- **WORK TO COMPLETE**:
(A) Translate this sentence from the forum thread about the new pups into Spanish: "Their adult family members are all outdoor protection dogs."
(B) From the forum thread about the new pups, reproduce word for word the passage starting with "How would you" and going on through "the great insight!!!".

- **DOCUMENT SECTION**:
++++++++++
# Our Great Pyranese Pups are Home!



## DenMacII (Aug 16, 2008)

We finally found two LGD pups. Pictures will follow.

The search had been on going for quite a while!. We were not looking for fancy, show quality dogs at a crazy high price; and surprisingly, ALL the pet rescue groups in our neck of the woods would not adopt known LGD's to anything resembling a working ranch - no how/no way - if they rescued them, they had to be adopted out to be indoor pets. One even had 2 year old PYR brother and sister from a working ranch and would not adopt out to another working ranch. (stopping rant now).

So we found these two adorable 14 week old pups, a brother and sister from the same litter. Their adult family members are all outdoor protection dogs.

Today was their first day on the farm. They did so good! They were mindful, very aware and alert, and seemed to bond very well with DW, 5 year old son, and me. 

We slowly introduced them to our goats and they did pretty good - curious, but not aggressive. The goats were cautious, but not freaked out.

The one area that was a little concerning was their interest in our chickens. While not constant, they would chase after them - more playful than attacking. 

How would you recommend that we teach them that they are protecting these birds - and they are not play toys or food?

Thanks as always for the great insight!!!

Dennis


----------



## RanchoMadonna (Feb 20, 2011)

Hi Dennis,
How exciting! 
I'm not an expert on this one but I do have some recent experience to share. First of all, PATIENCE and ROUTINE are the things that we have been learning with our dogs.

We have 4 dogs, all rescue in one way or another. 

Ursula, is a 6 year old GP we got from an acquaintance who got her from the state rescue. She has been responsible for us COMPLETELY re-fencing our 15 acres. She can STILL get over or dig under with amazing persistence but she is very gentle with the animals and we love her. We've come to the conclusion that she didn't really come to our place to guard anything, just to give my husband and me LOTS of time together working on our place and making the fences better for all the other dogs and critters.

Jeremiah, an almost 6 year old Kuvasz, came from a woman who had to move off of her place and heard from the Kuvasz rescue that we were looking for a dog. We were told that he had experience with livestock, and he is gentle with our geese and ducks and rabbits. He is intimidated by our cows however, and we have had to really work on breaking him of barking at them as though THEY were the threat.

Gus and Molly, Akbash litter mates came to us at 9 months via the Akbash rescue lady. They were being fostered on a sheep ranch after being rescued from a woman who "couldn't handle them," whatever that means. They are now 22 months old and we STILL don't trust them on their own on the pasture with the sheep and goats because there nave been multiple "chase" incidents which resulted in several sheep injuries. They do spend the night in the pasture, after the sheep and goats have been brought into separate pens in the barnyard, one with Ursula and one with Jere, and they are doing a great job of keeping the coyotes [we can often hear them baying from beyond our fence] and other critters from our place.
++++++++++
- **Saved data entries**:
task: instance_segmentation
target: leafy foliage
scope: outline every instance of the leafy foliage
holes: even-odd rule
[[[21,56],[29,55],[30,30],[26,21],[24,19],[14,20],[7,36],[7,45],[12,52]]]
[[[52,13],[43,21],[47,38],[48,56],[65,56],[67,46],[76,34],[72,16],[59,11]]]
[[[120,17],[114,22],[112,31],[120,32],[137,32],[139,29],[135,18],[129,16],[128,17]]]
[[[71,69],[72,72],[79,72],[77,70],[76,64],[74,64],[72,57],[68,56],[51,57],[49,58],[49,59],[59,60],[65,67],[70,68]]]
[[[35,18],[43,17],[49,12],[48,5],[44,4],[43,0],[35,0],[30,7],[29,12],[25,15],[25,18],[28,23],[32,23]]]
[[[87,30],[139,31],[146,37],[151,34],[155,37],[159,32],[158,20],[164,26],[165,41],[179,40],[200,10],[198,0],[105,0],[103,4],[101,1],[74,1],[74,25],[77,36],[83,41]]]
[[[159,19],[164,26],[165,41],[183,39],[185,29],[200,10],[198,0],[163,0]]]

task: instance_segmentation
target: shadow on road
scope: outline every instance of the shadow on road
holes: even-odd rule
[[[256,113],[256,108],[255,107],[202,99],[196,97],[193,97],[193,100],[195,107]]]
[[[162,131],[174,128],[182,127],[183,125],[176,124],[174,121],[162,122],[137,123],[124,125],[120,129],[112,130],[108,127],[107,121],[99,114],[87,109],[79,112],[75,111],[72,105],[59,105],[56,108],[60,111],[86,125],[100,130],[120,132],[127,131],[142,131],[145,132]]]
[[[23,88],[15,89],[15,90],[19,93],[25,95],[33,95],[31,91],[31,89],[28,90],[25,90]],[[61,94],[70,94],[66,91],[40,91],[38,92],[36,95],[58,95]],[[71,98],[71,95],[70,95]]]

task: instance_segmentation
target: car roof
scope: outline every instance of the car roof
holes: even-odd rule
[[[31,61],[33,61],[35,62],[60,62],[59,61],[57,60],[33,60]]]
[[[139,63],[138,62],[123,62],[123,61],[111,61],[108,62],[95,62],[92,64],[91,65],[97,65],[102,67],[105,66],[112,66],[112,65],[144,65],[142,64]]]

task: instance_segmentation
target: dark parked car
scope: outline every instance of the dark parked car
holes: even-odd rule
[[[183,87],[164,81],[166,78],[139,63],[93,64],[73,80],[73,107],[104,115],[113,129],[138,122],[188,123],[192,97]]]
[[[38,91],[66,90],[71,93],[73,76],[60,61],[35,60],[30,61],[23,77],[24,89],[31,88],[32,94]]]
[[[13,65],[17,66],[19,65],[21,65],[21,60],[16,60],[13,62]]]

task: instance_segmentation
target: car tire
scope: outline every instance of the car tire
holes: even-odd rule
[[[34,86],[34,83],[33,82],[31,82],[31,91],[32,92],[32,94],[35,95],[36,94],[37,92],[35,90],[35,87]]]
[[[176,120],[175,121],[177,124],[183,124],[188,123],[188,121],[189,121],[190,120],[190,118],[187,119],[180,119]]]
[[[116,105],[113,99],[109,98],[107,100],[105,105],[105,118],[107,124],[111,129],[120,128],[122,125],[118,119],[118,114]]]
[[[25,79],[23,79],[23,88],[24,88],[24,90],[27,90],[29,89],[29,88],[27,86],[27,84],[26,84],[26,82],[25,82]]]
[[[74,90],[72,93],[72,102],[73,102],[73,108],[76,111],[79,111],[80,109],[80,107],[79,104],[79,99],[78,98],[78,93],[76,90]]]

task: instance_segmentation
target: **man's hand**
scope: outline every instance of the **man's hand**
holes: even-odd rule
++++++++++
- **SOLVED PROBLEMS**:
(A) Todos los miembros adultos de su familia son perros de protección que viven al aire libre.

(B)
How would you recommend that we teach them that they are protecting these birds - and they are not play toys or food?

Thanks as always for the great insight!!!